**WHAT THE EXERCISE ASKS:**
Please rewrite the listing below, changing "one point per instance" to "a single point for each instance" wherever it occurs and leaving everything else unchanged. Omit the pictures from your answer.

**RECORDED DATA:**
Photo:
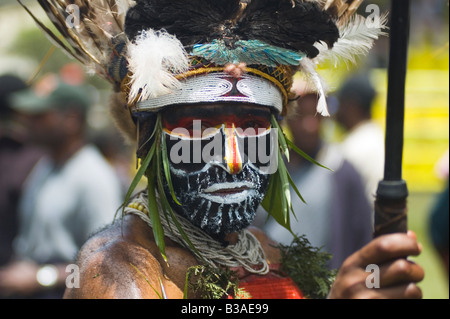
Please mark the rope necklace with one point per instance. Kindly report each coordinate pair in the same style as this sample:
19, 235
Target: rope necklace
247, 252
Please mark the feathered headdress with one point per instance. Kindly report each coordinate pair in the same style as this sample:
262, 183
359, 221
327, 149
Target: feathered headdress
145, 47
157, 53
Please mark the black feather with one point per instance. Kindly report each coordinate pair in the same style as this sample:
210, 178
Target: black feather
193, 21
275, 22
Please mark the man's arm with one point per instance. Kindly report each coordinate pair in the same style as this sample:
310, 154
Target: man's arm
398, 276
122, 262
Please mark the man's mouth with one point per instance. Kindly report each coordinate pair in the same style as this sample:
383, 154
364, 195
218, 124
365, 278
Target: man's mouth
228, 193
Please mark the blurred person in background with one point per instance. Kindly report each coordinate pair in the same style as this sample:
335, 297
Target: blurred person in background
439, 213
70, 193
336, 216
363, 144
17, 157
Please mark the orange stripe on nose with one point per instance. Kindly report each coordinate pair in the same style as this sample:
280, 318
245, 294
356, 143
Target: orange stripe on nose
232, 155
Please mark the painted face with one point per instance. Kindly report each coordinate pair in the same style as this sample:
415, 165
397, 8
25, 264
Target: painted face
220, 163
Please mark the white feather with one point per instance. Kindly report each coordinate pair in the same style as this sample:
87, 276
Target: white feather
154, 58
308, 68
356, 38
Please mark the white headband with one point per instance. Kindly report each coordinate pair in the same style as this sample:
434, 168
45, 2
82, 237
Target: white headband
218, 87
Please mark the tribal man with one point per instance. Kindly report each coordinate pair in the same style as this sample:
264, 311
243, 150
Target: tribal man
201, 85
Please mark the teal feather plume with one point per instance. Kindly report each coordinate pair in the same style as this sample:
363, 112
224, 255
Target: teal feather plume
247, 51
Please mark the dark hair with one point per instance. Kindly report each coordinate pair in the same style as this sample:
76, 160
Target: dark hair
8, 85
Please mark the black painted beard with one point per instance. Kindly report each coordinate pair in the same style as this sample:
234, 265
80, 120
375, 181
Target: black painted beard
217, 202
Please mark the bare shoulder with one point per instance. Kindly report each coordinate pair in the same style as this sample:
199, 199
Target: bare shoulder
119, 262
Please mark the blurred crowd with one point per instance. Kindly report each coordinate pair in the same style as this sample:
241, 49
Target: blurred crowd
60, 182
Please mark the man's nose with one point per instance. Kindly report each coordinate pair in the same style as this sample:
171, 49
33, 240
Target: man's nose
232, 156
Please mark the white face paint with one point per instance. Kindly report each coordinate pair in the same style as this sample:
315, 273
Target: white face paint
216, 201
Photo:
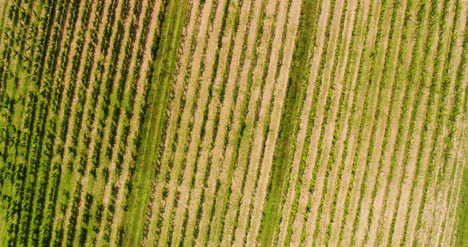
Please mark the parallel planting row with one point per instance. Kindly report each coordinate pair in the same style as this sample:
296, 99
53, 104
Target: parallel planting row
233, 123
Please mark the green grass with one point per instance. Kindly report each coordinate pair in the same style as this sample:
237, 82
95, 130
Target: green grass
296, 90
462, 212
164, 67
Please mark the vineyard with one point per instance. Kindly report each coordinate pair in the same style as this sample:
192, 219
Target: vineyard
233, 123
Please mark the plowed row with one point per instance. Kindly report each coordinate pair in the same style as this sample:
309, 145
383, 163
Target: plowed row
233, 123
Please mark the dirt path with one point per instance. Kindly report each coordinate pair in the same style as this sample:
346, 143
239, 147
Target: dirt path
175, 103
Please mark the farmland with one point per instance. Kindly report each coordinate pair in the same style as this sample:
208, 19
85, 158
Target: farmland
233, 123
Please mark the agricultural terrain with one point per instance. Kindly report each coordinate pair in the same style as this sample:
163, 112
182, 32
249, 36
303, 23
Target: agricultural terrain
233, 123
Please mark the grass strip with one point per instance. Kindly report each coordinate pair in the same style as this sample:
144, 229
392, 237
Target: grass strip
165, 56
296, 90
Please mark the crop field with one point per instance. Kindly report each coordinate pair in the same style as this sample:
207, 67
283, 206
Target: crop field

**RESPONSE TO THE EXERCISE:**
Photo:
Please mark the rope necklace with a single point for each instance. Kindly report each coordinate pair in the same style as this sample:
19, 235
Target: rope necklace
247, 252
Please mark the feathered headdress with a single point for each instance. Kindly report each coordinate pair in the same style as this sample:
262, 183
359, 221
327, 149
Target: feathered headdress
145, 47
157, 53
Please mark the black feather with a single point for each instance. Kindly report each coordinate pair in the same style as this sample:
210, 178
Target: black feather
193, 21
275, 22
Please mark the man's arm with a single point for each instance. Kindly report each coordinate pair in the same style as this sample:
310, 154
Target: man's arm
398, 276
122, 262
Please mark the man's mouth with a single point for each instance. Kindly report each coordinate pair in the same style as this sample:
383, 154
364, 195
218, 124
365, 278
Target: man's mouth
228, 193
Please mark the blurred person in background with a single point for each instance. Kindly report each coordinate pair in the same style as this sample:
335, 297
Target: blurred person in background
439, 213
70, 193
336, 216
363, 144
17, 157
Please mark the orange stripe on nose with a single point for each instance. Kindly report each coordinate pair in the same style as this sample:
280, 318
245, 294
356, 143
Target: orange stripe on nose
232, 155
Please mark the painted face with a single point for each instance. Kindly report each coordinate pair in the same style as this sample:
415, 165
397, 8
25, 264
Target: painted face
220, 163
Please mark the white feather with a single point for each instance. Kindly report each coordinate pair in the same style as this sample:
87, 276
Target: white feather
154, 58
308, 68
356, 38
Please mark the white headband with a single point for each instance. Kindly report each coordinate pair in the same style as this sample:
434, 168
45, 2
82, 237
Target: white headband
218, 87
Please mark the tribal man with a single point for each instance. Kindly report each coordinate pair in the same style as this sample:
264, 311
243, 150
Target: tribal man
201, 85
Please mark the teal feather plume with a single point for each instance. Kindly report each coordinate pair in the same style as this sample:
363, 112
224, 255
Target: teal feather plume
247, 51
Please mark the dark hair with a single point for each instance. Kindly report each coordinate pair in the same style as this sample:
76, 160
Target: dark hair
8, 85
Please mark the black painted beard with a single point for each instance. Kindly report each coordinate pair in the same style as this sample:
234, 265
80, 120
375, 181
Target: black painted beard
217, 202
Please mark the bare shoulder with a single point for each instance. Kindly report each coordinate pair in the same style as this sample:
199, 199
Target: bare shoulder
119, 262
Please mark the blurred crowd with a single point for each instance. Kindly report each coordinate pair in the same style as this sample:
241, 49
Target: blurred crowd
60, 182
Please mark the man's nose with a single point for each instance. Kindly report each coordinate pair in the same style as this sample:
171, 49
33, 240
Target: man's nose
232, 156
Please mark the white face paint with a single point for each instance. Kindly report each coordinate pair in the same style as this sample:
315, 273
Target: white face paint
216, 201
Photo:
Please mark the parallel planting row with a single point for each instance. Kindly report each coordinate pair in the same style as this sample:
296, 99
53, 104
Target: parallel planting row
233, 123
Please mark the green grass with a single point for each instance. Kindly report each coordinate pair in the same style as this sample:
237, 82
95, 130
Target: green grass
296, 90
462, 212
164, 67
Please mark the vineyard with a single point for each instance. Kindly report each coordinate pair in the same style as this sample:
192, 219
Target: vineyard
233, 123
Please mark the plowed row with a single point for each instance. Kindly report each coordinate pair in the same style as this sample:
309, 145
383, 163
Target: plowed row
233, 123
Please mark the dirt path with a single point for each instance. Kindly report each coordinate pair in the same style as this sample:
346, 143
239, 147
Target: dirt path
175, 103
Please mark the farmland with a single point for each instance. Kindly report each coordinate pair in the same style as this sample:
208, 19
85, 158
Target: farmland
233, 123
Please mark the agricultural terrain with a single point for each instance. Kindly report each coordinate pair in the same style as this sample:
163, 112
182, 32
249, 36
303, 23
Target: agricultural terrain
233, 123
Please mark the grass strip with a single point for each instance. Kindly report each coordinate pair in the same style as this sample:
144, 229
392, 237
Target: grass strip
165, 56
296, 90
Please mark the crop field with a single point for each instance. Kindly report each coordinate pair in the same style as this sample:
207, 67
283, 206
Target: crop field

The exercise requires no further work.